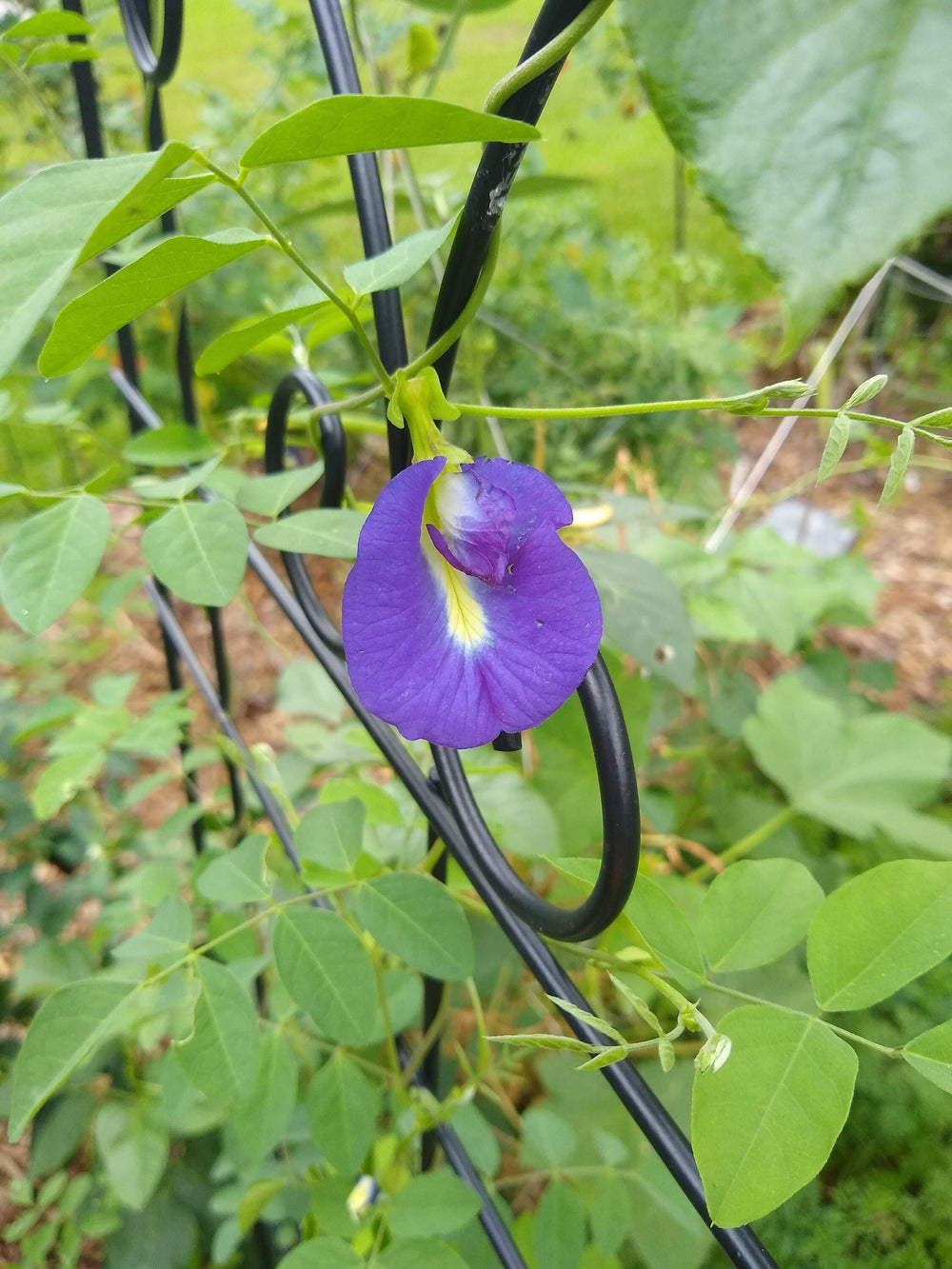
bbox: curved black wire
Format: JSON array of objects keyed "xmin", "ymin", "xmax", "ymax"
[
  {"xmin": 264, "ymin": 369, "xmax": 347, "ymax": 652},
  {"xmin": 308, "ymin": 0, "xmax": 410, "ymax": 476},
  {"xmin": 119, "ymin": 0, "xmax": 184, "ymax": 88},
  {"xmin": 431, "ymin": 656, "xmax": 641, "ymax": 942}
]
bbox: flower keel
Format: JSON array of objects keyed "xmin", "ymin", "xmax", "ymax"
[{"xmin": 343, "ymin": 457, "xmax": 602, "ymax": 748}]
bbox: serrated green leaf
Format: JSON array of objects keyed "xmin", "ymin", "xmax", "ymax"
[
  {"xmin": 175, "ymin": 957, "xmax": 260, "ymax": 1105},
  {"xmin": 94, "ymin": 1098, "xmax": 169, "ymax": 1212},
  {"xmin": 294, "ymin": 798, "xmax": 367, "ymax": 873},
  {"xmin": 241, "ymin": 94, "xmax": 538, "ymax": 168},
  {"xmin": 625, "ymin": 0, "xmax": 952, "ymax": 339},
  {"xmin": 0, "ymin": 494, "xmax": 111, "ymax": 635},
  {"xmin": 389, "ymin": 1167, "xmax": 483, "ymax": 1239},
  {"xmin": 307, "ymin": 1049, "xmax": 381, "ymax": 1177},
  {"xmin": 271, "ymin": 908, "xmax": 377, "ymax": 1044},
  {"xmin": 237, "ymin": 460, "xmax": 324, "ymax": 518},
  {"xmin": 3, "ymin": 9, "xmax": 95, "ymax": 39},
  {"xmin": 195, "ymin": 832, "xmax": 270, "ymax": 904},
  {"xmin": 254, "ymin": 506, "xmax": 367, "ymax": 560},
  {"xmin": 344, "ymin": 216, "xmax": 458, "ymax": 296},
  {"xmin": 879, "ymin": 427, "xmax": 915, "ymax": 506},
  {"xmin": 807, "ymin": 859, "xmax": 952, "ymax": 1010},
  {"xmin": 23, "ymin": 43, "xmax": 99, "ymax": 68},
  {"xmin": 902, "ymin": 1021, "xmax": 952, "ymax": 1093},
  {"xmin": 0, "ymin": 145, "xmax": 191, "ymax": 376},
  {"xmin": 690, "ymin": 1005, "xmax": 858, "ymax": 1227},
  {"xmin": 37, "ymin": 229, "xmax": 271, "ymax": 378},
  {"xmin": 195, "ymin": 300, "xmax": 327, "ymax": 374},
  {"xmin": 816, "ymin": 406, "xmax": 852, "ymax": 485},
  {"xmin": 354, "ymin": 873, "xmax": 473, "ymax": 982},
  {"xmin": 9, "ymin": 979, "xmax": 138, "ymax": 1140},
  {"xmin": 142, "ymin": 503, "xmax": 248, "ymax": 608},
  {"xmin": 843, "ymin": 374, "xmax": 890, "ymax": 410},
  {"xmin": 698, "ymin": 859, "xmax": 823, "ymax": 973}
]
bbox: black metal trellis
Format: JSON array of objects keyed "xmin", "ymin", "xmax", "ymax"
[{"xmin": 61, "ymin": 0, "xmax": 777, "ymax": 1269}]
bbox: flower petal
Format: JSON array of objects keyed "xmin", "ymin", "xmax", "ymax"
[{"xmin": 343, "ymin": 458, "xmax": 602, "ymax": 748}]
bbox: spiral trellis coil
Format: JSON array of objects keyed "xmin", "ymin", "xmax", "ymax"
[{"xmin": 61, "ymin": 0, "xmax": 777, "ymax": 1269}]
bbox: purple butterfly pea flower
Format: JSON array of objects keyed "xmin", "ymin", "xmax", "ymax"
[{"xmin": 343, "ymin": 451, "xmax": 602, "ymax": 748}]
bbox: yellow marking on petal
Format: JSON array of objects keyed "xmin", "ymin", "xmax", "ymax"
[{"xmin": 420, "ymin": 528, "xmax": 488, "ymax": 652}]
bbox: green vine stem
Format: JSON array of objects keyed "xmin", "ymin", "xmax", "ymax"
[
  {"xmin": 483, "ymin": 0, "xmax": 612, "ymax": 114},
  {"xmin": 195, "ymin": 153, "xmax": 393, "ymax": 393}
]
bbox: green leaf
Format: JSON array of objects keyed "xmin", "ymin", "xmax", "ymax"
[
  {"xmin": 344, "ymin": 214, "xmax": 458, "ymax": 296},
  {"xmin": 625, "ymin": 873, "xmax": 704, "ymax": 988},
  {"xmin": 879, "ymin": 427, "xmax": 915, "ymax": 506},
  {"xmin": 629, "ymin": 1155, "xmax": 711, "ymax": 1269},
  {"xmin": 902, "ymin": 1021, "xmax": 952, "ymax": 1093},
  {"xmin": 113, "ymin": 895, "xmax": 191, "ymax": 967},
  {"xmin": 195, "ymin": 832, "xmax": 270, "ymax": 906},
  {"xmin": 228, "ymin": 1030, "xmax": 297, "ymax": 1162},
  {"xmin": 0, "ymin": 141, "xmax": 191, "ymax": 377},
  {"xmin": 77, "ymin": 173, "xmax": 214, "ymax": 264},
  {"xmin": 175, "ymin": 957, "xmax": 260, "ymax": 1105},
  {"xmin": 30, "ymin": 747, "xmax": 106, "ymax": 823},
  {"xmin": 389, "ymin": 1167, "xmax": 483, "ymax": 1239},
  {"xmin": 132, "ymin": 459, "xmax": 221, "ymax": 499},
  {"xmin": 625, "ymin": 0, "xmax": 952, "ymax": 339},
  {"xmin": 23, "ymin": 45, "xmax": 99, "ymax": 66},
  {"xmin": 690, "ymin": 1005, "xmax": 858, "ymax": 1227},
  {"xmin": 3, "ymin": 9, "xmax": 95, "ymax": 39},
  {"xmin": 254, "ymin": 506, "xmax": 367, "ymax": 560},
  {"xmin": 843, "ymin": 374, "xmax": 890, "ymax": 410},
  {"xmin": 519, "ymin": 1105, "xmax": 579, "ymax": 1171},
  {"xmin": 807, "ymin": 859, "xmax": 952, "ymax": 1010},
  {"xmin": 278, "ymin": 1239, "xmax": 365, "ymax": 1269},
  {"xmin": 307, "ymin": 1049, "xmax": 381, "ymax": 1177},
  {"xmin": 579, "ymin": 551, "xmax": 694, "ymax": 691},
  {"xmin": 0, "ymin": 494, "xmax": 110, "ymax": 635},
  {"xmin": 377, "ymin": 1239, "xmax": 467, "ymax": 1269},
  {"xmin": 37, "ymin": 229, "xmax": 271, "ymax": 378},
  {"xmin": 94, "ymin": 1098, "xmax": 169, "ymax": 1212},
  {"xmin": 30, "ymin": 1089, "xmax": 96, "ymax": 1177},
  {"xmin": 9, "ymin": 979, "xmax": 138, "ymax": 1140},
  {"xmin": 237, "ymin": 460, "xmax": 324, "ymax": 517},
  {"xmin": 294, "ymin": 798, "xmax": 367, "ymax": 874},
  {"xmin": 533, "ymin": 1180, "xmax": 587, "ymax": 1269},
  {"xmin": 122, "ymin": 423, "xmax": 220, "ymax": 479},
  {"xmin": 273, "ymin": 908, "xmax": 377, "ymax": 1044},
  {"xmin": 241, "ymin": 94, "xmax": 538, "ymax": 168},
  {"xmin": 545, "ymin": 992, "xmax": 625, "ymax": 1044},
  {"xmin": 142, "ymin": 503, "xmax": 248, "ymax": 608},
  {"xmin": 700, "ymin": 859, "xmax": 823, "ymax": 973},
  {"xmin": 354, "ymin": 873, "xmax": 473, "ymax": 982},
  {"xmin": 195, "ymin": 300, "xmax": 327, "ymax": 374},
  {"xmin": 744, "ymin": 674, "xmax": 952, "ymax": 840},
  {"xmin": 816, "ymin": 411, "xmax": 852, "ymax": 485},
  {"xmin": 237, "ymin": 1177, "xmax": 289, "ymax": 1234}
]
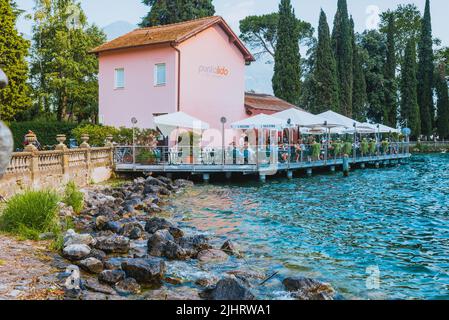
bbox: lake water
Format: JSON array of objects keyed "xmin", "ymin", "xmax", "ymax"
[{"xmin": 164, "ymin": 154, "xmax": 449, "ymax": 299}]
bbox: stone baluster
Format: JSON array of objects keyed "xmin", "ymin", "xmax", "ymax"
[{"xmin": 105, "ymin": 134, "xmax": 114, "ymax": 166}]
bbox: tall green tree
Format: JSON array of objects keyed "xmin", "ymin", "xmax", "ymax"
[
  {"xmin": 140, "ymin": 0, "xmax": 215, "ymax": 27},
  {"xmin": 380, "ymin": 4, "xmax": 422, "ymax": 67},
  {"xmin": 332, "ymin": 0, "xmax": 353, "ymax": 117},
  {"xmin": 350, "ymin": 17, "xmax": 368, "ymax": 122},
  {"xmin": 401, "ymin": 38, "xmax": 421, "ymax": 137},
  {"xmin": 0, "ymin": 0, "xmax": 31, "ymax": 121},
  {"xmin": 418, "ymin": 0, "xmax": 435, "ymax": 136},
  {"xmin": 240, "ymin": 12, "xmax": 314, "ymax": 59},
  {"xmin": 310, "ymin": 10, "xmax": 340, "ymax": 113},
  {"xmin": 272, "ymin": 0, "xmax": 301, "ymax": 105},
  {"xmin": 31, "ymin": 0, "xmax": 106, "ymax": 122},
  {"xmin": 384, "ymin": 15, "xmax": 398, "ymax": 128},
  {"xmin": 435, "ymin": 63, "xmax": 449, "ymax": 139},
  {"xmin": 360, "ymin": 30, "xmax": 386, "ymax": 123}
]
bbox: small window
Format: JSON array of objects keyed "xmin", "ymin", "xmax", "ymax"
[
  {"xmin": 154, "ymin": 63, "xmax": 167, "ymax": 86},
  {"xmin": 115, "ymin": 68, "xmax": 125, "ymax": 89}
]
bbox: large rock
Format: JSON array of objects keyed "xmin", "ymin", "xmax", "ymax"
[
  {"xmin": 79, "ymin": 258, "xmax": 103, "ymax": 273},
  {"xmin": 145, "ymin": 217, "xmax": 175, "ymax": 234},
  {"xmin": 115, "ymin": 278, "xmax": 141, "ymax": 296},
  {"xmin": 64, "ymin": 229, "xmax": 95, "ymax": 247},
  {"xmin": 62, "ymin": 244, "xmax": 90, "ymax": 261},
  {"xmin": 122, "ymin": 258, "xmax": 166, "ymax": 284},
  {"xmin": 121, "ymin": 222, "xmax": 143, "ymax": 240},
  {"xmin": 282, "ymin": 277, "xmax": 335, "ymax": 300},
  {"xmin": 95, "ymin": 235, "xmax": 130, "ymax": 253},
  {"xmin": 98, "ymin": 270, "xmax": 125, "ymax": 285},
  {"xmin": 197, "ymin": 249, "xmax": 229, "ymax": 263},
  {"xmin": 203, "ymin": 277, "xmax": 255, "ymax": 301}
]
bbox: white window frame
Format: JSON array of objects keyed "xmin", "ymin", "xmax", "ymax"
[
  {"xmin": 114, "ymin": 68, "xmax": 125, "ymax": 90},
  {"xmin": 153, "ymin": 63, "xmax": 167, "ymax": 87}
]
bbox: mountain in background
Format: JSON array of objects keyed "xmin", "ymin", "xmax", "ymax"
[{"xmin": 103, "ymin": 21, "xmax": 137, "ymax": 40}]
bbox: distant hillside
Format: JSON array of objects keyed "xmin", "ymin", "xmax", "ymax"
[{"xmin": 103, "ymin": 21, "xmax": 137, "ymax": 40}]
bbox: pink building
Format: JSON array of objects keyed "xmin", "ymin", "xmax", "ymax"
[{"xmin": 92, "ymin": 17, "xmax": 298, "ymax": 129}]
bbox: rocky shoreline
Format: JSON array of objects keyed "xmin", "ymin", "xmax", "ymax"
[{"xmin": 55, "ymin": 176, "xmax": 336, "ymax": 300}]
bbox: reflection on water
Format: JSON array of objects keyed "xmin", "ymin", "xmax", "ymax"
[{"xmin": 166, "ymin": 155, "xmax": 449, "ymax": 299}]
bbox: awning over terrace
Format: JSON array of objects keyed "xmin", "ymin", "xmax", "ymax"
[
  {"xmin": 154, "ymin": 112, "xmax": 209, "ymax": 137},
  {"xmin": 231, "ymin": 114, "xmax": 287, "ymax": 130}
]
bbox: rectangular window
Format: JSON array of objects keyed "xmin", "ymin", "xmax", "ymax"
[
  {"xmin": 115, "ymin": 68, "xmax": 125, "ymax": 89},
  {"xmin": 154, "ymin": 63, "xmax": 167, "ymax": 86}
]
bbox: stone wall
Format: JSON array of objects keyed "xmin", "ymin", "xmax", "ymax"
[{"xmin": 0, "ymin": 136, "xmax": 113, "ymax": 198}]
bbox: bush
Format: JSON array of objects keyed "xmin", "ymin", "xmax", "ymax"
[
  {"xmin": 0, "ymin": 190, "xmax": 60, "ymax": 240},
  {"xmin": 62, "ymin": 181, "xmax": 84, "ymax": 213},
  {"xmin": 9, "ymin": 120, "xmax": 77, "ymax": 149}
]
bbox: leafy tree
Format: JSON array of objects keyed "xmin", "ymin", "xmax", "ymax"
[
  {"xmin": 435, "ymin": 63, "xmax": 449, "ymax": 139},
  {"xmin": 310, "ymin": 10, "xmax": 340, "ymax": 113},
  {"xmin": 31, "ymin": 0, "xmax": 106, "ymax": 122},
  {"xmin": 417, "ymin": 0, "xmax": 435, "ymax": 136},
  {"xmin": 384, "ymin": 15, "xmax": 398, "ymax": 128},
  {"xmin": 0, "ymin": 0, "xmax": 31, "ymax": 121},
  {"xmin": 332, "ymin": 0, "xmax": 353, "ymax": 117},
  {"xmin": 273, "ymin": 0, "xmax": 301, "ymax": 105},
  {"xmin": 401, "ymin": 38, "xmax": 421, "ymax": 137},
  {"xmin": 360, "ymin": 30, "xmax": 386, "ymax": 123},
  {"xmin": 240, "ymin": 12, "xmax": 314, "ymax": 59},
  {"xmin": 350, "ymin": 18, "xmax": 368, "ymax": 122},
  {"xmin": 140, "ymin": 0, "xmax": 215, "ymax": 27},
  {"xmin": 380, "ymin": 4, "xmax": 422, "ymax": 66}
]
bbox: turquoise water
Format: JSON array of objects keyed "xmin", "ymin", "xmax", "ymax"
[{"xmin": 167, "ymin": 154, "xmax": 449, "ymax": 299}]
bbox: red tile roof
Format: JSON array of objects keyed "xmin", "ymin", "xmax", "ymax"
[
  {"xmin": 245, "ymin": 92, "xmax": 302, "ymax": 114},
  {"xmin": 91, "ymin": 16, "xmax": 255, "ymax": 62}
]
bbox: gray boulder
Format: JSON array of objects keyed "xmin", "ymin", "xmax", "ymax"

▸ **Stated exercise**:
Which lines in the material above contain the word "black"? List each of them in full.

▸ **Final answer**:
bbox: curved black wire
bbox: black metal trellis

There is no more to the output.